Your goal>
Copy the records again from their first line through the line that contains "M 129 136 L". Keep every line as it is, but shift each coordinate in the answers by adding 148 to it.

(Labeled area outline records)

====

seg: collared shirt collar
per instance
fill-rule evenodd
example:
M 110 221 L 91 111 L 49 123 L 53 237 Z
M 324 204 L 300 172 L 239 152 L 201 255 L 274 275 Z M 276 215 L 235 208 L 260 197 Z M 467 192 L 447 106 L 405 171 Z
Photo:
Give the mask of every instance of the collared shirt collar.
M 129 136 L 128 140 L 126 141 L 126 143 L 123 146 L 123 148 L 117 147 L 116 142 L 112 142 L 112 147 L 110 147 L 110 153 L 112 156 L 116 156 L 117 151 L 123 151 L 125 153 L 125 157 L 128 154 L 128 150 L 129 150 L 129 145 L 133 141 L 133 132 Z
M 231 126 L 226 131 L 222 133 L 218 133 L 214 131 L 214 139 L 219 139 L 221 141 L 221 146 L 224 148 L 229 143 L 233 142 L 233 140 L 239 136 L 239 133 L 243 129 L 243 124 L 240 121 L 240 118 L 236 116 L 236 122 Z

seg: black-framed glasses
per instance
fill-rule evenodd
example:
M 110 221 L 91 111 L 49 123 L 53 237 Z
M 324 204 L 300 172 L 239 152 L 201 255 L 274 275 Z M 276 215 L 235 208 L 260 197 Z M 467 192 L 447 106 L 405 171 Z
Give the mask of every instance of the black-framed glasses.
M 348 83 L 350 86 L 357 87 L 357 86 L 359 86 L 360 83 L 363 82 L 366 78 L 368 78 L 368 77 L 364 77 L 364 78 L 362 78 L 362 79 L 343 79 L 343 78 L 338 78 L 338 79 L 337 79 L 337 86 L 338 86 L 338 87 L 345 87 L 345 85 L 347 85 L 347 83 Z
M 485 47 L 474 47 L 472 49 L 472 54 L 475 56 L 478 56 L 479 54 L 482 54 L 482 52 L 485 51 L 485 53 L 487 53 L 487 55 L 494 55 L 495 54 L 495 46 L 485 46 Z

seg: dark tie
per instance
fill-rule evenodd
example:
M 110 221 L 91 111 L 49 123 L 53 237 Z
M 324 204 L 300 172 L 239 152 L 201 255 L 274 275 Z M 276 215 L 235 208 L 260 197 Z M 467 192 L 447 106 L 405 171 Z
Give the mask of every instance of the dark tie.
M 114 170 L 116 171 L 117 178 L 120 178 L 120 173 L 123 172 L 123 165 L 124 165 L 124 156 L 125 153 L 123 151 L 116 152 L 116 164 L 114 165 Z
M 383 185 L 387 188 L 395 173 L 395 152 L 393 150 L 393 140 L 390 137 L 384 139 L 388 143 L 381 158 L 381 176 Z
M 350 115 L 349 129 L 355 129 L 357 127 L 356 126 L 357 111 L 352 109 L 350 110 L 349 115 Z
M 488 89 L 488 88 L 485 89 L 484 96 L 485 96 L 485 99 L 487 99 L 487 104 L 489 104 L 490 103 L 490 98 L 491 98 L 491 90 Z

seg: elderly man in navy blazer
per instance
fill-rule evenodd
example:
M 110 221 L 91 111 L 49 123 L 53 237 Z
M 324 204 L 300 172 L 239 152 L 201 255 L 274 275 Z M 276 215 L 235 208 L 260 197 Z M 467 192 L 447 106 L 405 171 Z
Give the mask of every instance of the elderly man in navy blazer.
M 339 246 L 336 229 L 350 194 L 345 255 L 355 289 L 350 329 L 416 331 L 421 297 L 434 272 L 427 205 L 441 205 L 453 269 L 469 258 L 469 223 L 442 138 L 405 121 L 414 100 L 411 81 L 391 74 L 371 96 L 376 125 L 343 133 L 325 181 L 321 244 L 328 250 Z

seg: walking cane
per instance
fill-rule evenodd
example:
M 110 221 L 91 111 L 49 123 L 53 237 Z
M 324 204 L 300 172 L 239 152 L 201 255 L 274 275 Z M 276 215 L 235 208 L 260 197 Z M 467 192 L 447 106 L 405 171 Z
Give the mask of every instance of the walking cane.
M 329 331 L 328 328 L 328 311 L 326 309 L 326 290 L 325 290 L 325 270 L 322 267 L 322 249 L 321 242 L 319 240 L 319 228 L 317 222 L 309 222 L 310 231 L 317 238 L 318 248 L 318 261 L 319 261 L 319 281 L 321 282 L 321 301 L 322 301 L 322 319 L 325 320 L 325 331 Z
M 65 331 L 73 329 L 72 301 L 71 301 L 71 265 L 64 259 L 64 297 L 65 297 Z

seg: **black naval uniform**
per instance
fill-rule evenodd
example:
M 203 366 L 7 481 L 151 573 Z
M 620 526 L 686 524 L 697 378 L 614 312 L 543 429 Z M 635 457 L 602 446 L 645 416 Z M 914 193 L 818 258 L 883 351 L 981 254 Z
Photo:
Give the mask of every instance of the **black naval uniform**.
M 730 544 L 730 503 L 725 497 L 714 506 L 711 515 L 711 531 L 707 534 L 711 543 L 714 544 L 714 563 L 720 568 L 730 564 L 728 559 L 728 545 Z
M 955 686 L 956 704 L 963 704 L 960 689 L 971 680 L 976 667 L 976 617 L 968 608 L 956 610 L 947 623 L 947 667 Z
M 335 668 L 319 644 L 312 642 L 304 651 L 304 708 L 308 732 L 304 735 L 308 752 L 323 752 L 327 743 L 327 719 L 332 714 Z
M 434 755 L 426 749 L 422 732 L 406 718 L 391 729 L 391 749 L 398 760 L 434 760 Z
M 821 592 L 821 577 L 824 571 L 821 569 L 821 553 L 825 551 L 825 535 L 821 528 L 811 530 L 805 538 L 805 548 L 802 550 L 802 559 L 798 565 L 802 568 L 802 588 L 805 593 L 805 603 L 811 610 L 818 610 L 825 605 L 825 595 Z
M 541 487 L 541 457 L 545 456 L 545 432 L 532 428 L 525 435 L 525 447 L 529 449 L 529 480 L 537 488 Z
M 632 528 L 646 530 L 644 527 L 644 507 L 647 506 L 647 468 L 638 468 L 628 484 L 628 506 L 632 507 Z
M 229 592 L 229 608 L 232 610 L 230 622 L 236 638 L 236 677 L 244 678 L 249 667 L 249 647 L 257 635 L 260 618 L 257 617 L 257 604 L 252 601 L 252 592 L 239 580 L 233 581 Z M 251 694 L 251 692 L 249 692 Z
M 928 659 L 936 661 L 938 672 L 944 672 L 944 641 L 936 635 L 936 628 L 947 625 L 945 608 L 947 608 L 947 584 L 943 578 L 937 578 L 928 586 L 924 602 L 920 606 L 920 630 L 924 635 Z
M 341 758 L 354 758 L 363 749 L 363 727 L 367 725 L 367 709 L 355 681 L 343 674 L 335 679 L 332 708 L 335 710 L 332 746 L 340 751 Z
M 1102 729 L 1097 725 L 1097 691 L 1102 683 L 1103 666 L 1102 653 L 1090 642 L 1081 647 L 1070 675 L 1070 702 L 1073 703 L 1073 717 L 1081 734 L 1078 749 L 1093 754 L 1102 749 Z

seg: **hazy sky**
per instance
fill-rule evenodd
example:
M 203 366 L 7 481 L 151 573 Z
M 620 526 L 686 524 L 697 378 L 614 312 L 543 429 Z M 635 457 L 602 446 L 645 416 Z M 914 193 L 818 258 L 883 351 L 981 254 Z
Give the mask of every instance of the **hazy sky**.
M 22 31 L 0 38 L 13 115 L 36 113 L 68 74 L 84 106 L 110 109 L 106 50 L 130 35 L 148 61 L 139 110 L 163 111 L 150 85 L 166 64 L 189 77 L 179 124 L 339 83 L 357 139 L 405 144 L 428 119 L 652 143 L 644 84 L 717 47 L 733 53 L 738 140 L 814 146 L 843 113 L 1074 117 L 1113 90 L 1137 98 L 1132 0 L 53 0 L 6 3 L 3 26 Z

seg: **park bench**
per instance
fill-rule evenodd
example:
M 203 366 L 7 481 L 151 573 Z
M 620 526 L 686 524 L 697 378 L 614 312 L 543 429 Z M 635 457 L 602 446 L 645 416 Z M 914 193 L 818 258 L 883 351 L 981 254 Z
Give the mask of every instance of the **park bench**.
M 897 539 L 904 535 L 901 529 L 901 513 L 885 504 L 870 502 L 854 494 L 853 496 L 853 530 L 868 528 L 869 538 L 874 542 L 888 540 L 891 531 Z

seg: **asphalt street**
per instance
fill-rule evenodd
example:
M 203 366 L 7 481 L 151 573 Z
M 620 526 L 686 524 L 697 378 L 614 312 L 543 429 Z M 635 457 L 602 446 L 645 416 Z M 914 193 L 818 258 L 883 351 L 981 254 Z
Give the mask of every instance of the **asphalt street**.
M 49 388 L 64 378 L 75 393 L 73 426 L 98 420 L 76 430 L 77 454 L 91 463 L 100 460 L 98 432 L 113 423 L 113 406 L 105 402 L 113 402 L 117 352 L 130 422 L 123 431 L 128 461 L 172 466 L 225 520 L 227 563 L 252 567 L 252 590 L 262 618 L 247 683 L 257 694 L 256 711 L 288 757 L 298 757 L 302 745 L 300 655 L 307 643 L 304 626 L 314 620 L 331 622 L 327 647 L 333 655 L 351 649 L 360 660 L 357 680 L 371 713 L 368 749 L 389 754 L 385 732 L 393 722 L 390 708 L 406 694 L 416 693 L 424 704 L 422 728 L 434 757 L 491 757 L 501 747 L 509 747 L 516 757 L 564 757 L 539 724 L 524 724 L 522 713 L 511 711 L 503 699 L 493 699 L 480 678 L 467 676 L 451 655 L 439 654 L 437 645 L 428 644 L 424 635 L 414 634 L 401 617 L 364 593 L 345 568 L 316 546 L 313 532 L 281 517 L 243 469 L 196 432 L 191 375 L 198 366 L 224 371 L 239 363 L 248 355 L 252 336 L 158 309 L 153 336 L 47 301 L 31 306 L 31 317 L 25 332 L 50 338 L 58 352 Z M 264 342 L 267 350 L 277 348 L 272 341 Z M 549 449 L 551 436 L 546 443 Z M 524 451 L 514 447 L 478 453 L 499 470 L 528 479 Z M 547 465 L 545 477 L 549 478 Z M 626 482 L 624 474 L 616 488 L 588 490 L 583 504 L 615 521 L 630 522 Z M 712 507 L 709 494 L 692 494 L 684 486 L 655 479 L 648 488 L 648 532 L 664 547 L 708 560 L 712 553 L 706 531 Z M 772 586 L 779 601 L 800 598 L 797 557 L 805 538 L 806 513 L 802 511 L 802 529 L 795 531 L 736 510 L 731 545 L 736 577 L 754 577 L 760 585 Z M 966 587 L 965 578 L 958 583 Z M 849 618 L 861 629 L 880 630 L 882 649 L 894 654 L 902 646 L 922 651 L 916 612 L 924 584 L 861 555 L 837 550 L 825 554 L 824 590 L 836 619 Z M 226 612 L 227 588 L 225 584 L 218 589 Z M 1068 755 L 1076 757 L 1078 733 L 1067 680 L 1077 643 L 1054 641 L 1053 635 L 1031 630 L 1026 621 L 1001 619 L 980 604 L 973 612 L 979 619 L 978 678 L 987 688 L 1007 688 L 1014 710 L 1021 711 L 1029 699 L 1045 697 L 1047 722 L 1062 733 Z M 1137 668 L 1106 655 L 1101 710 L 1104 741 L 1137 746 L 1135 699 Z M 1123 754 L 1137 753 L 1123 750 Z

====

Expected answer>
seg: collared shirt collar
per instance
fill-rule evenodd
example:
M 110 221 L 91 111 L 49 123 L 53 237 Z
M 324 204 L 300 172 L 239 152 L 201 255 L 274 275 Z M 276 215 L 235 208 L 260 197 Z M 467 192 L 447 106 L 405 171 Z
Photo:
Give the mask of every instance of the collared shirt collar.
M 277 284 L 276 288 L 274 289 L 274 291 L 271 294 L 271 296 L 265 295 L 264 290 L 260 290 L 260 295 L 258 295 L 258 301 L 260 304 L 264 304 L 265 299 L 271 299 L 273 301 L 273 305 L 276 302 L 276 298 L 277 298 L 277 293 L 281 289 L 281 280 Z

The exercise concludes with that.